- [ACTIVITY] Continue the news report on A/H1N1 flu cases in the United States from its last sentence.

- [EXTRACTED TEXT]
━━━━━━━━━━━━━━━━━━━━━━━━━━━━━━
HOUSTON, June 1 (Xinhua) -- All the 50 states in the United States reported cases of A/H1N1 flu on Monday, bringing the total number of confirmed cases in the country to 10,053, according to the latest figures released by the federal government.
Until last week, Alaska, West Virginia and Wyoming were the last three states which had been free of the newly found virus, but the Centers for Disease Control and Prevention (CDC) said Friday that the state of Wyoming had conformed its first case, and reported Monday that the states of Alaska and West Virginia had finally been invaded by the A/H1N1 virus.
Also on Monday, California health officials reported the state's first two deaths from the new flu virus, bringing the nationwide total to 19 fatalities. Both victims were middle-aged people, a man from San Bernardino County and a woman from Los Angeles County, who had pre-existing medical conditions.
The virus, which spreads easily and causes mostly mild disease, has been diagnosed in 17,564 people in 64 countries, killing 115, according to the World Health Organization.
━━━━━━━━━━━━━━━━━━━━━━━━━━━━━━
- [GIVEN MATERIAL]
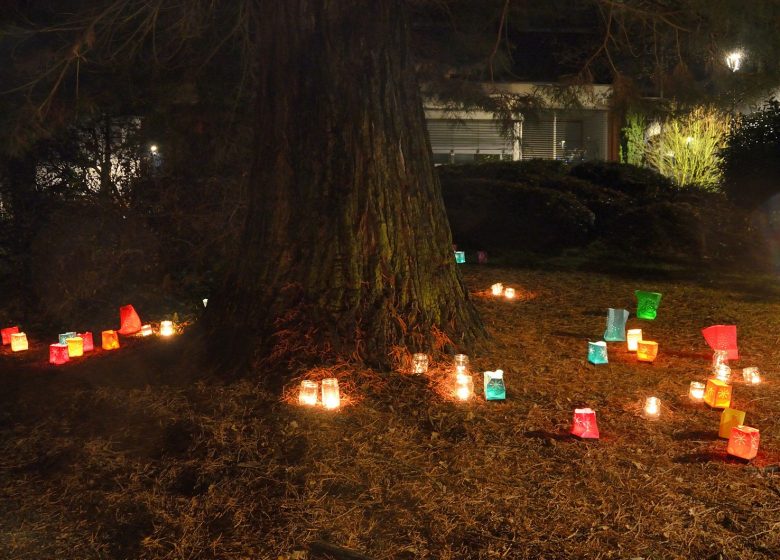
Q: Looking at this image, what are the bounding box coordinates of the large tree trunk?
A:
[208,0,483,376]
━━━━━━━━━━━━━━━━━━━━━━━━━━━━━━
- [ANSWER TO THIS TASK]
Experts believe that the world's medical community had based much of their pandemic planning on the 2004 H5N1 "bird flu" outbreak in Southeast Asia, which proved to be a poor model for predicting how the latest novel flu strain, H1N1, would play out.
"Everyone was thinking about H5N1 and the possibility that we would be in for partial global population collapse," influenza expert David Fedson told the Washington Post on Sunday." And now we have this funny virus coming out of pigs."
The consequences were that the world was largely unprepared for the A/H1N1 flu virus that emerged despite five years and hundreds of millions of dollars spent on getting ready, the newspaper said.